→ AUFGABEN
**a.** In welchem Jahr wurde das Bilderbuch laut der Buchbesprechung mit dem Deutschen Jugendliteraturpreis ausgezeichnet?
**b.** Warum richtet sich der Blick des Betrachters laut der Buchbesprechung auch im weiteren Verlauf des Buches so stark auf das Mienenspiel der Tiere?
**c.** Wie könnte die Buchbesprechung zu „Wo ist mein Hut“ nach ihrem letzten Satz weitergehen? Schreib sie fort.

→ LESETEXT

+ + +

Wo ist mein Hut

Autor*in
Klassen, Jon
ISBN
978-3-314-10547-0
Übersetzer*in
Bodmer, Thomas
Ori. Sprache
Englisch
Illustrator*in
Klassen, Jon
Seitenanzahl
36
Verlag
Nord-Süd
Gattung
BilderbuchBuch (gebunden)Sachliteratur
Ort
Gossau
Jahr
2020
Lesealter
4-5 Jahre6-7 Jahre
Einsatzmöglichkeiten
Bücherei
Preis
12,00 €
Bewertung
sehr empfehlenswert

Teaser

Ein Bär hat seinen Hut verloren und fragt alle Tiere aus seiner Umgebung, ob sie ihn gesehen haben. Frage und Antworten laufen mit kleinen Abweichungen nach einem bestimmten Muster ab. Als der Bär sich plötzlich erinnert, den Hut auf dem Kopf des Kaninchens erblickt zu haben, gibt es für ihn kein Halten mehr.

Beurteilungstext

Das Bilderbuch „Wo ist mein Hut“ von Jon Klassen erschien als deutschsprachige Ausgabe im Jahre 2012 im Nord-Süd Verlag und wurde im Jahre 2013 mit dem Deutschen Jugendliteraturpreis ausgezeichnet. Die vorliegende ausgesprochen handliche Ausgabe im DIN A5-Format mit festem Einband und Seiten aus Pappe wurde im Jahr 2020 herausgebracht.

Auf dem Cover des Buches erblicken wir Rumpf und Kopf eines Bären, der uns – trotz der angedeuteten Profilansicht – mit beiden Augen ansieht, was den Blick des Betrachters auch im Fortgang des Buches sehr stark auf das Mienenspiel – der hier auftretenden Tiere - lenkt. Auf der inneren Umschlagseite sehen wir den Bären dann in voller Lebensgröße, und wir erfahren im Weiteren auch gleich worum es geht. Sein Hut ist ihm abhanden gekommen, und er möchte ihn zurück.

+ + +

→ ANGEZEIGTE EINTRÄGE
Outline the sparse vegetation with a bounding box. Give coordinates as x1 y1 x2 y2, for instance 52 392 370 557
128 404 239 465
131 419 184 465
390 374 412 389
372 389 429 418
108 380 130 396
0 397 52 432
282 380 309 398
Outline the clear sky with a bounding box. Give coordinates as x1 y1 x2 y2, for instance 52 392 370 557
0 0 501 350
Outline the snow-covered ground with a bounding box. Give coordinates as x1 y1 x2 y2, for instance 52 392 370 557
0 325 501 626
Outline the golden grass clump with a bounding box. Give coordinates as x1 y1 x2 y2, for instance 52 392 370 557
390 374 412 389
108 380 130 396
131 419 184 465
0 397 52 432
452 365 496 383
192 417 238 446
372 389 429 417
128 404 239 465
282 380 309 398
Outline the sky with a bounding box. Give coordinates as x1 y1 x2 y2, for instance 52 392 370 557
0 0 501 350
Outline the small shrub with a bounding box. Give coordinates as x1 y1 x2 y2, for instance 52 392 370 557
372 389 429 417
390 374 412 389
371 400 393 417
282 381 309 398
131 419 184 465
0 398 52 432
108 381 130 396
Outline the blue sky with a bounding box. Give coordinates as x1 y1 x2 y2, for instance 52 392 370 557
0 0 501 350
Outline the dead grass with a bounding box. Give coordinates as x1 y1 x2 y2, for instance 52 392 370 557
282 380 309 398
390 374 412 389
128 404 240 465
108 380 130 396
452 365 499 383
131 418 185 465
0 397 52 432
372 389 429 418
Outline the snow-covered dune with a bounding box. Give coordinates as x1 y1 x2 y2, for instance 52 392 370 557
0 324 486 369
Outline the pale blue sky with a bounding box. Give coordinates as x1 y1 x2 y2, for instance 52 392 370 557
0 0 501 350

+ + +

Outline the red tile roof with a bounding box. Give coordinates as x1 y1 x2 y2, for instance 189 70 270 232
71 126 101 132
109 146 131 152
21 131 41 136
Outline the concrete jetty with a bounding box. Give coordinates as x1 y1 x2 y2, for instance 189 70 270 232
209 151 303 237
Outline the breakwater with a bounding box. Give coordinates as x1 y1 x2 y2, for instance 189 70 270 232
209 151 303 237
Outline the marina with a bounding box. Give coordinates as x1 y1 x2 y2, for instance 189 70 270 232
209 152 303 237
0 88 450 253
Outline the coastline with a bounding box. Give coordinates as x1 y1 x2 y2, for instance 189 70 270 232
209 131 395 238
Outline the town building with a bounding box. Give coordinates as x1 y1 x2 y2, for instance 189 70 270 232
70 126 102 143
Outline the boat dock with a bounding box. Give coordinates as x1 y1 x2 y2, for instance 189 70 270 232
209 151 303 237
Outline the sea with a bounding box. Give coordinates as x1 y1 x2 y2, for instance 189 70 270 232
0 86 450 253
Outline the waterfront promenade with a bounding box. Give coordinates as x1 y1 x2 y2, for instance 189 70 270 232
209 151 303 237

+ + +

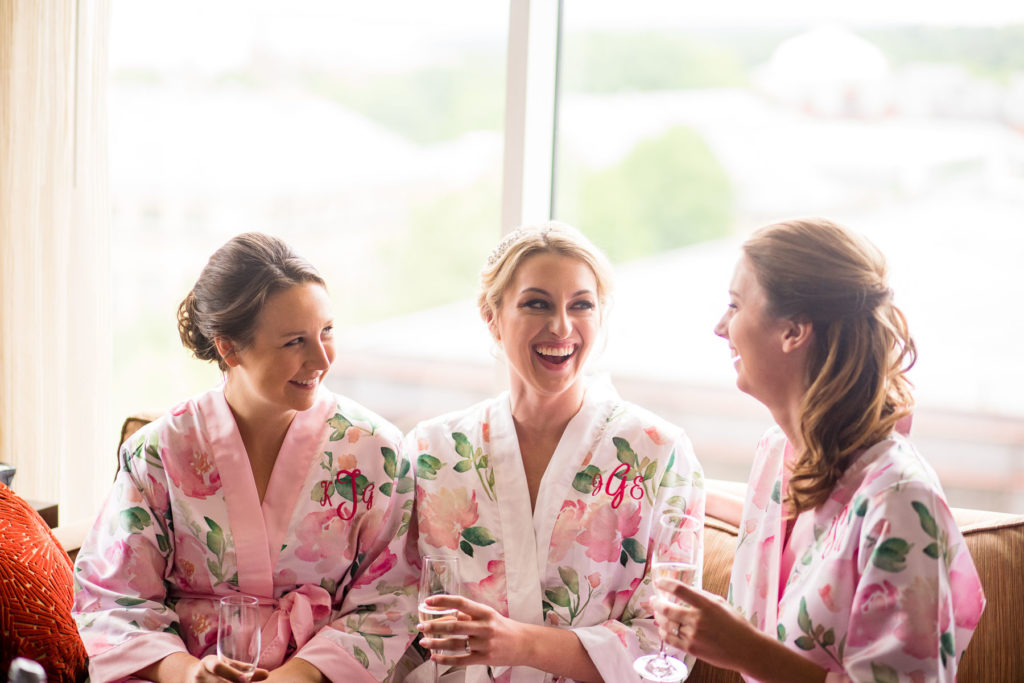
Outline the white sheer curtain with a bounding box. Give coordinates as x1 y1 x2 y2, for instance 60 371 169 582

+ + +

→ LÖSUNGEN
**a.** Im Jahr 2013.

**b.** Der Bär auf dem Cover sieht den Betrachter trotz der angedeuteten Profilansicht mit beiden Augen an. Dadurch wird der Blick im ganzen Buch auf das Mienenspiel der Tiere gelenkt.

**c.**
Es beginnt nun eine Odyssee zu den Tieren aus seinem unmittelbaren Lebensumfeld, die allesamt kleiner sind als er selbst und die jeweils mit der Frage „Hast du meinen Hut gesehen?“ konfrontiert werden. In dieser Weise wendet er sich dem Fuchs, dem Frosch, dem Kaninchen, der Schildkröte, der Schlange und einer Art Gürteltier zu. Die Dialoge sind sehr kurz gehalten. Auf die verneinenden Antworten der Tiere folgt das etwas mürrische „Schon gut. Trotzdem vielen Dank“ des Bären. Auch Rückfragen und andere kleine Wünsche werden mit einer kurzen passenden Reaktion beantwortet.

Bevor er dem letzten Tier begegnet, legt der Protagonist eine Denkpause ein. Wir finden ihn auf einer Doppelseite auf dem Rücken im Gras liegend vor: Wird er seinen Hut, der ihm doch so sehr fehlt, jemals wiedersehen? Der hinzutretende Hirsch bringt Bewegung in seine wehmütigen Gedanken. Er lässt sich den Hut genau beschreiben und nun erinnert sich der Bär, dass er ihn („irgendwo“) gesehen haben muss und läuft – die anderen Tiere hinter sich lassend - schnurstracks zum Kaninchen mit dem Ausruf: „Du, du hast meinen Hut gestohlen“.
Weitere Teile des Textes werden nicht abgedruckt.